What is being asked: Transcribe the entries that follow, word for word.

━━━ Provided data

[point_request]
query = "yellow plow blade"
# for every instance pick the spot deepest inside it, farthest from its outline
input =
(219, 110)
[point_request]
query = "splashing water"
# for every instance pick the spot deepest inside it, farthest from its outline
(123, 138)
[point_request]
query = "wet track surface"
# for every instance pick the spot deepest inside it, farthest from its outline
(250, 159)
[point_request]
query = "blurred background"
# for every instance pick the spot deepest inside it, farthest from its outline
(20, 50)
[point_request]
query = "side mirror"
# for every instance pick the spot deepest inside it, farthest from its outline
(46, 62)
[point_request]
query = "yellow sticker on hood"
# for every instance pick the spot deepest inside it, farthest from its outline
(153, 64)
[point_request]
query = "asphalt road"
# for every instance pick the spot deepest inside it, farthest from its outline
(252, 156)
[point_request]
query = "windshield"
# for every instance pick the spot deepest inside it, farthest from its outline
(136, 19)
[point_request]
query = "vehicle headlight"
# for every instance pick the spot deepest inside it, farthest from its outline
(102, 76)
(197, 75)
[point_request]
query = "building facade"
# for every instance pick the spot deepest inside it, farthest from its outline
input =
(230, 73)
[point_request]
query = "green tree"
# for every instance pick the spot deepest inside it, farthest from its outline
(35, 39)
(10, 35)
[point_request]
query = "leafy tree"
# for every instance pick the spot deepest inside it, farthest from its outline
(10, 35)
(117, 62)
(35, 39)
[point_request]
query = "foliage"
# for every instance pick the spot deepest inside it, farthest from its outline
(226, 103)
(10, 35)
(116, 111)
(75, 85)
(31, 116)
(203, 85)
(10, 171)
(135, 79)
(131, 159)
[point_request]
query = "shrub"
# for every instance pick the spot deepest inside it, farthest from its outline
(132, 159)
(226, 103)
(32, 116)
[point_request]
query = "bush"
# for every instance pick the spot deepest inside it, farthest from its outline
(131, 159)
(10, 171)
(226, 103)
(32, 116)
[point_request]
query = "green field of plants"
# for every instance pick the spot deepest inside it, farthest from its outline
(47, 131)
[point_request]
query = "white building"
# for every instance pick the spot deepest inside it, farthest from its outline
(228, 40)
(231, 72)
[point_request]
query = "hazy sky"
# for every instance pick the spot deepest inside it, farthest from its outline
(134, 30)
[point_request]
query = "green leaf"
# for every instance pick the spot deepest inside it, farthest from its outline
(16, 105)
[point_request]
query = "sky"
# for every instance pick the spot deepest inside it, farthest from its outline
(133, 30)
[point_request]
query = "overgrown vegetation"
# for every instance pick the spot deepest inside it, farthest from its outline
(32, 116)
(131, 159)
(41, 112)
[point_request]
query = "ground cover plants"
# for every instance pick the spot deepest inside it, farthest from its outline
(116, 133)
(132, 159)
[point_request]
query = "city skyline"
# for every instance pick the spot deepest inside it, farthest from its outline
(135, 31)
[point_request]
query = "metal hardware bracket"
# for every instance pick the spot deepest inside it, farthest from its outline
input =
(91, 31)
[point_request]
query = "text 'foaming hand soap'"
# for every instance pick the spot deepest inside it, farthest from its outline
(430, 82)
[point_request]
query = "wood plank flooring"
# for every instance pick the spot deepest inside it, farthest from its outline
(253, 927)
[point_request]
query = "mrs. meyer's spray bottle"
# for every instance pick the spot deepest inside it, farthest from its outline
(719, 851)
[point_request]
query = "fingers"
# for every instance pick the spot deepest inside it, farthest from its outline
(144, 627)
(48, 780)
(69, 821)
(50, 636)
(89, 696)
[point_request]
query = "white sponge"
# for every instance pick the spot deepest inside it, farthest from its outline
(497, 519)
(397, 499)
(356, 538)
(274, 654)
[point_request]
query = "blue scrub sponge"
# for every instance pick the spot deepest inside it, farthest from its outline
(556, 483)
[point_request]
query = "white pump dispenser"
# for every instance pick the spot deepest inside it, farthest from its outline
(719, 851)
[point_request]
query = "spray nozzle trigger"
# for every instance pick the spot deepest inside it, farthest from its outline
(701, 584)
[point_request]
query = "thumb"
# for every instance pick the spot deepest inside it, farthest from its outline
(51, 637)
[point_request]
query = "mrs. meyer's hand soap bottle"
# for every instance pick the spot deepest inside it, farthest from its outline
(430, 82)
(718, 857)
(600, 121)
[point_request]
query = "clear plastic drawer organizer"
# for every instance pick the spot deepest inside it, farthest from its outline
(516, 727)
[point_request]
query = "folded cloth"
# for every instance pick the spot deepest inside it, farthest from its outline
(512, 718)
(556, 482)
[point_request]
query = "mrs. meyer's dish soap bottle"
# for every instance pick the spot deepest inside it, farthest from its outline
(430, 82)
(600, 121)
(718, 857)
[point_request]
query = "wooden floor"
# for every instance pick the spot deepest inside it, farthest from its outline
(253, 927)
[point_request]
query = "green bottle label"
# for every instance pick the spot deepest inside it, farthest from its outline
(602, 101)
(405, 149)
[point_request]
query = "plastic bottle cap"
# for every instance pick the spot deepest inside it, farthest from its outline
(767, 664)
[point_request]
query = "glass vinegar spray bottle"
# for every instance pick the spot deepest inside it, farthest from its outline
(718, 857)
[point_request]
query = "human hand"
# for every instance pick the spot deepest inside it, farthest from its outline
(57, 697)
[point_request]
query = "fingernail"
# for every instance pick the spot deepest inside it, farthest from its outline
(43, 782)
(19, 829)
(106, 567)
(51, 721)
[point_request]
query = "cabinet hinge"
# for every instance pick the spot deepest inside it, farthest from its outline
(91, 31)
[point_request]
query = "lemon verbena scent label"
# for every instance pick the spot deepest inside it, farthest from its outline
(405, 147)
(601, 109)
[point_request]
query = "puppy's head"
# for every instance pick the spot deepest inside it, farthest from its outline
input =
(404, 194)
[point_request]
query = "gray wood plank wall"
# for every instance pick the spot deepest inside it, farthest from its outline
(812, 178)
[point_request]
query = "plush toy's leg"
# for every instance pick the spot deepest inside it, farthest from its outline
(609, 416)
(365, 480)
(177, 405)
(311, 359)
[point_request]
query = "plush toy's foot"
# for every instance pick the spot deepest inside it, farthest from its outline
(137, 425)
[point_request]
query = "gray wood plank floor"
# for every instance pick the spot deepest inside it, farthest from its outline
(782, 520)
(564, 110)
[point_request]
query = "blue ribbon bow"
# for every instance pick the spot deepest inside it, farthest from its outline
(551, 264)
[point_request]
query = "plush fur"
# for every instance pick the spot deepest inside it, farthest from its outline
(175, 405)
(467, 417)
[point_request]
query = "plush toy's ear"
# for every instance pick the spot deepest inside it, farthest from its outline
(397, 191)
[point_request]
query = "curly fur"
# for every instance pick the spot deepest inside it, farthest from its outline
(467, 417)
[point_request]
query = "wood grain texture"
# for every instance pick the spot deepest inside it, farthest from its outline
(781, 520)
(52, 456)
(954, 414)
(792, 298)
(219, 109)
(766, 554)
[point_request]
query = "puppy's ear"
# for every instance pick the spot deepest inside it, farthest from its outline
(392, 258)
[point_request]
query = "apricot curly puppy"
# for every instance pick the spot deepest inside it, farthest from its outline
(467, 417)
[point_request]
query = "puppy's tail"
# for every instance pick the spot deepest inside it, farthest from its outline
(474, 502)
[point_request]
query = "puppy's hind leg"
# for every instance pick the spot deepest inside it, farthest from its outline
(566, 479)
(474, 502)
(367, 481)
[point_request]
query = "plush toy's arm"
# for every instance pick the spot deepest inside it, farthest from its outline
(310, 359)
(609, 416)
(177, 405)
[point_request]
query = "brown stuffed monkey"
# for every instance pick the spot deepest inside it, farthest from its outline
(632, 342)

━━━━━━

Response to this exercise:
[point_request]
query = "yellow plow blade"
# for every instance pick the spot deepest inside it, farthest from its outline
input =
(219, 110)
[point_request]
query = "splashing water"
# for every instance pick the spot deepest inside it, farthest from its outline
(123, 138)
[point_request]
query = "wet track surface"
# for every instance pick the spot deepest inside it, farthest from its outline
(250, 159)
[point_request]
query = "blurred background"
# for every instance pick the spot deepest inside it, farthest from its outline
(20, 50)
[point_request]
query = "side mirror"
# for every instance pick the spot deepest inside it, farthest from its outline
(46, 62)
[point_request]
query = "yellow sticker on hood"
# for every instance pick the spot deepest inside it, farthest from its outline
(153, 64)
[point_request]
query = "asphalt road"
# for every instance pick the spot deepest inside it, farthest from its outline
(252, 156)
[point_request]
query = "windshield"
# for every instance pick the spot deepest inside it, farthest from its outline
(136, 19)
[point_request]
query = "vehicle headlight"
# for every instance pick the spot deepest inside it, farthest from its outline
(102, 76)
(197, 75)
[point_request]
query = "building facade"
# for every instance pick the spot deepest inside it, farthest from its outline
input =
(230, 73)
[point_request]
query = "green tree"
# for every instance pick the spot deepest inside it, farthest from its outline
(35, 39)
(10, 35)
[point_request]
query = "leafy tree"
# for every instance pick the spot deepest inside it, farthest from its outline
(10, 35)
(117, 62)
(35, 39)
[point_request]
query = "foliage"
# for every instance pick the spot deepest inside it, farthest from its outline
(226, 103)
(10, 35)
(116, 111)
(75, 85)
(31, 116)
(203, 85)
(10, 171)
(135, 79)
(131, 159)
[point_request]
query = "shrub"
# for every instance pick the spot deepest inside it, farthest from its outline
(132, 159)
(226, 103)
(32, 116)
[point_request]
query = "bush"
# for every instance pick the spot deepest inside it, farthest from its outline
(131, 159)
(10, 171)
(226, 103)
(32, 116)
[point_request]
query = "green field of plants"
# for every instance pick the spot deepest inside it, farthest from its outline
(47, 131)
[point_request]
query = "white building"
# for every instance pick the spot deepest inside it, farthest from its outline
(228, 40)
(231, 72)
[point_request]
query = "hazy sky"
# for every instance pick the spot deepest inside it, farthest from its outline
(134, 30)
[point_request]
query = "green leaf"
# for every instance pick the spot deepest inside it, farthest from its outline
(16, 105)
[point_request]
query = "sky"
# for every instance pick the spot deepest inside it, farthest from its outline
(133, 30)
[point_request]
query = "overgrown vegetation"
# for every instance pick the spot deepest inside it, farthest from its outline
(32, 116)
(131, 159)
(41, 112)
[point_request]
query = "ground cover plants"
# for every instance pick the spot deepest inside it, farthest from its outline
(116, 133)
(132, 159)
[point_request]
query = "city skyline"
# for every instance pick the spot deepest inside it, farthest from its outline
(135, 31)
[point_request]
query = "metal hardware bracket"
# for every instance pick the spot deepest inside it, farthest from its outline
input =
(91, 31)
[point_request]
query = "text 'foaming hand soap'"
# for every instance pick the spot deepest inside it, farthest from its outline
(430, 82)
[point_request]
query = "wood plank flooring"
# for every instance pick the spot deepest inside it, farthest from its outline
(253, 927)
[point_request]
query = "mrs. meyer's spray bottle"
# for every instance pick the spot deepest inside it, farthest from its outline
(719, 851)
[point_request]
query = "fingers"
# for every instance pick the spot deepest inside it, farthest from its outline
(144, 627)
(48, 780)
(69, 821)
(50, 636)
(89, 696)
[point_request]
query = "white sponge"
# for every instance pick the spot deepest inside it, farthest from its outline
(497, 519)
(397, 499)
(356, 538)
(274, 654)
[point_request]
query = "blue scrub sponge"
# for every instance pick the spot deepest inside it, farthest from its outline
(556, 483)
[point_request]
query = "white pump dispenser"
# for every instance pick the spot deepest inside it, farthest from its outline
(719, 851)
[point_request]
query = "spray nozzle trigger"
# for every instance pick the spot deepest inside it, farthest from its outline
(701, 584)
[point_request]
query = "thumb"
# for every instance pick the spot deepest inside it, farthest from its outline
(51, 637)
[point_request]
query = "mrs. meyer's hand soap bottle"
# for every instance pick the spot deepest inside it, farthest from its outline
(430, 82)
(718, 857)
(600, 121)
[point_request]
query = "clear plastic drawer organizer"
# for every instance pick the spot deepest inside it, farthest from its outline
(516, 727)
[point_request]
query = "folded cloth"
# for every instance pick the spot deepest inside it, farthest from its outline
(512, 718)
(556, 482)
[point_request]
query = "mrs. meyer's dish soap bottle"
# for every instance pick the spot deepest inside it, farthest from its outline
(430, 82)
(600, 121)
(718, 857)
[point_request]
query = "wooden floor"
# for every instance pick the spot deepest inside it, farthest from its outline
(253, 927)
[point_request]
query = "green bottle label"
# for every instance pick the spot deepest inside it, farthest from its outline
(602, 101)
(405, 149)
[point_request]
query = "plastic bottle cap"
# for every instance pick the spot deepest inside it, farthest from its outline
(767, 664)
[point_request]
query = "glass vinegar spray bottle"
# for every instance pick the spot deepest inside it, farthest from its outline
(718, 857)
[point_request]
query = "human hand"
# for every instance pick the spot deepest inside it, farthest from its outline
(57, 697)
[point_request]
query = "fingernail"
# for every instance pick the spot deepest inside it, farthest from its outline
(43, 782)
(19, 829)
(106, 567)
(51, 721)
[point_request]
query = "cabinet hinge"
# for every instance pick the spot deepest inside it, farthest from its outline
(91, 31)
[point_request]
query = "lemon verbena scent label"
# for every instance pick the spot deepest inside it, farthest from its outline
(405, 147)
(601, 109)
[point_request]
query = "puppy's head"
# for every instance pick the spot deepest inside it, farthest from its outline
input =
(404, 194)
[point_request]
query = "gray wood plank wall"
# for every instance pick the spot deepest inside it, farthest from its outline
(812, 178)
[point_request]
query = "plush toy's leg"
# for every instance pick the spot deepest inside it, farthest from its outline
(609, 416)
(365, 480)
(177, 405)
(311, 359)
[point_request]
query = "plush toy's foot"
# for every instance pick the spot deepest inside it, farthest from its outline
(137, 425)
[point_request]
query = "gray wood plank floor"
# for every instance pick the spot deepest inside it, farthest from its outline
(782, 520)
(564, 110)
[point_request]
query = "blue ribbon bow"
# for every instance pick the spot deepest inside it, farthest from its outline
(551, 264)
[point_request]
query = "plush fur"
# for every instance pick the spot deepest inside it, farthest from its outline
(175, 405)
(467, 417)
[point_request]
query = "plush toy's ear"
# for every instance pick the spot deepest inside it, farthest from its outline
(397, 191)
[point_request]
query = "curly fur"
# for every instance pick the spot deepest inside it, farthest from its outline
(467, 417)
[point_request]
query = "wood grain texture"
# for every instance pick the spot deepest inside it, farthest from its outline
(781, 520)
(52, 456)
(954, 414)
(792, 298)
(219, 109)
(766, 554)
[point_request]
query = "puppy's ear"
# for every instance pick the spot deepest inside it, farthest from its outline
(392, 258)
[point_request]
query = "apricot curly puppy"
# for every instance pick the spot deepest inside it, farthest from its outline
(467, 417)
[point_request]
query = "puppy's tail"
# for every instance pick the spot deepest inside it, farthest from its outline
(474, 502)
[point_request]
query = "puppy's hind leg"
# for every instance pick the spot deepest inside it, farthest from its outline
(566, 479)
(474, 502)
(367, 481)
[point_request]
query = "plush toy's arm"
# for every instance pick the spot deepest inside it, farthest from its outline
(310, 359)
(609, 416)
(177, 405)
[point_request]
query = "brown stuffed monkey"
# for every instance pick the spot deepest inside it, farthest from its outline
(632, 342)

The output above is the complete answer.